Work to complete.
Report every line in the items below that contains the word "sample".

Exercise inputs.
───

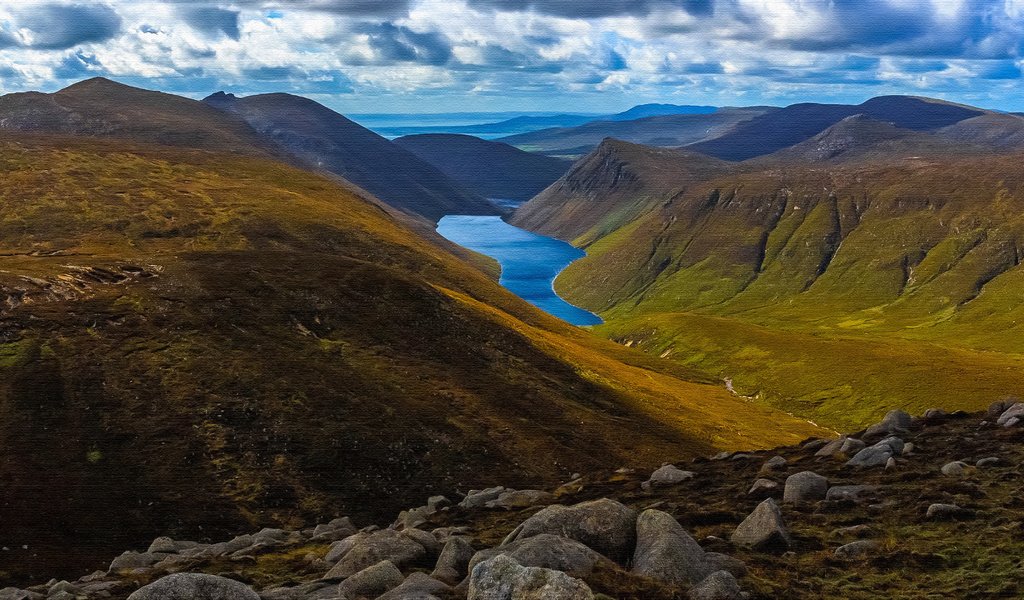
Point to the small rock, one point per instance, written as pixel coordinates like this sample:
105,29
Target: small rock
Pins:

───

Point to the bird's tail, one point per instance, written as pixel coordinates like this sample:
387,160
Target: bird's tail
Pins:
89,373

───

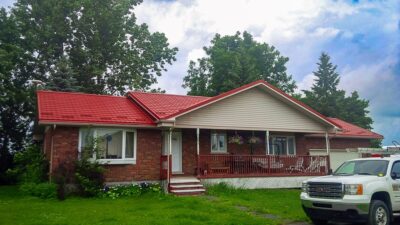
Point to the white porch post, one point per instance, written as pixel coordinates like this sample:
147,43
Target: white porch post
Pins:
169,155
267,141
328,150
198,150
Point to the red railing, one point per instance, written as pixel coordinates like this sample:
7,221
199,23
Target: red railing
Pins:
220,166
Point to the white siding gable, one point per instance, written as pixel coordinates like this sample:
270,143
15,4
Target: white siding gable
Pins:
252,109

───

Task response.
Point to the small rock, one point per instance, written as pixel coordinates like this sample:
Point to the bird's tail, one point per instance, written as pixel coordinates like this sample:
Point to the white porch post, one point per instance, written as pixel coordinates like this sample:
Point to the red railing, one point per instance, written as pixel coordinates like this sample:
Point to the white siding gable, one point per instance, written as pixel coordinates like this sample:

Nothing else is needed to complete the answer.